**PAGE TEXT:**
↓
Unpacked: Stock buybacks
Companies sell shares on the stock market to raise capital, but some do the opposite and repurchase these shares for themselves, a process known as stock buybacks. Why do companies want their own shares back? And what does this mean for investors? This is Stock Buybacks: Unpacked.
Stock buybacks can be carried out in two ways. First, let's look at the tender offer. This is a scenario where shareholders are invited to sell their shares directly back to the company at a fixed price, which is usually higher than the market price. Alternatively, companies can buy back their own shares on the open market at the same price that anyone else would pay. This gives them more leeway to repurchase the shares they want when they want them.
So why do companies do this? A company might buy back stock that it feels is undervalued or diluted. For example, share dilution can happen when a company issues new stock to employees. By repurchasing some of its own shares and then canceling those shares, the company reduces the total number of outstanding shares on the market. As stock prices are largely based on supply and demand, this can drive up the value of the remaining shares.
An additional benefit of buybacks is that they can be used to return cash to investors. This is in many cases more tax efficient than paying out dividends. Plus, with fewer shares in circulation, each shareholder gets a bigger stake in the company. However, to reduce the tax disparity between buybacks and dividends, the U.S. government recently added a 1% tax to stock repurchases.
↑
**EXERCISE REQUIREMENTS:** Extend the text on stock buybacks, picking up after its final sentence. The material that follows stands apart from the text on stock buybacks and is unrelated to it.

**RAW DATA:**
↓
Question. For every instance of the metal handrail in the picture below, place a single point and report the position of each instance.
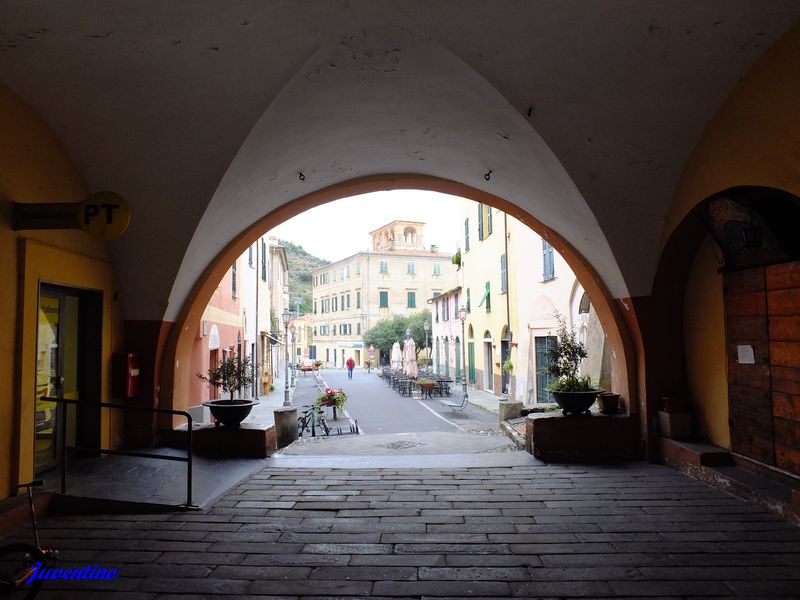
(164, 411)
↑
↓
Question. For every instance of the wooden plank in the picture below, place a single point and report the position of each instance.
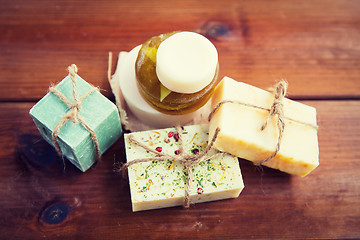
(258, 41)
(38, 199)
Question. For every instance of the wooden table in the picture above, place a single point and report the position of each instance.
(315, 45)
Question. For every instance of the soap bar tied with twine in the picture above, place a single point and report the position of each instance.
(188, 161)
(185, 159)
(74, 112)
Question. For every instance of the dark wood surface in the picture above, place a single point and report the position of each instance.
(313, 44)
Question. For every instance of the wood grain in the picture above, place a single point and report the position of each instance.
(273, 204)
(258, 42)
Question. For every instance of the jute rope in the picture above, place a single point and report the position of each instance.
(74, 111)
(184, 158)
↑
↓
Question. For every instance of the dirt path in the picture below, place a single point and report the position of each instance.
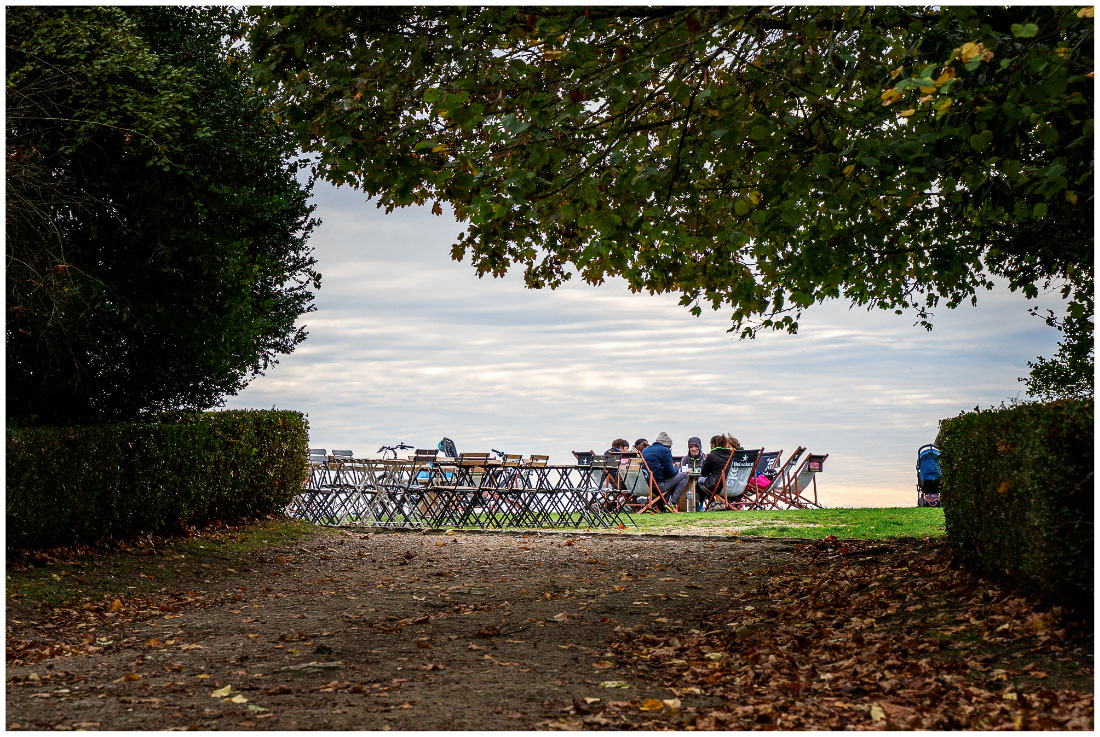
↑
**EXERCISE RESPONSE:**
On the other hand, stock buybacks can have downsides for shareholders. By inflating the value of a company's stock, buybacks might mask its true earnings per share. Also known as EPS, executives can also benefit disproportionately from buybacks if their pay package includes lots of stock compensation. What's more, stock buybacks might not be the best use of cash.
Shareholders might rather see the company investing its money back into the business. Buybacks might therefore hint that a company doesn't have strong growth prospects, which investors could take as a negative sign.
Despite these downsides, share buybacks still remain widespread. Today, they continue to be a popular strategy among companies looking to use excess cash, boost their stock price, and reward shareholders.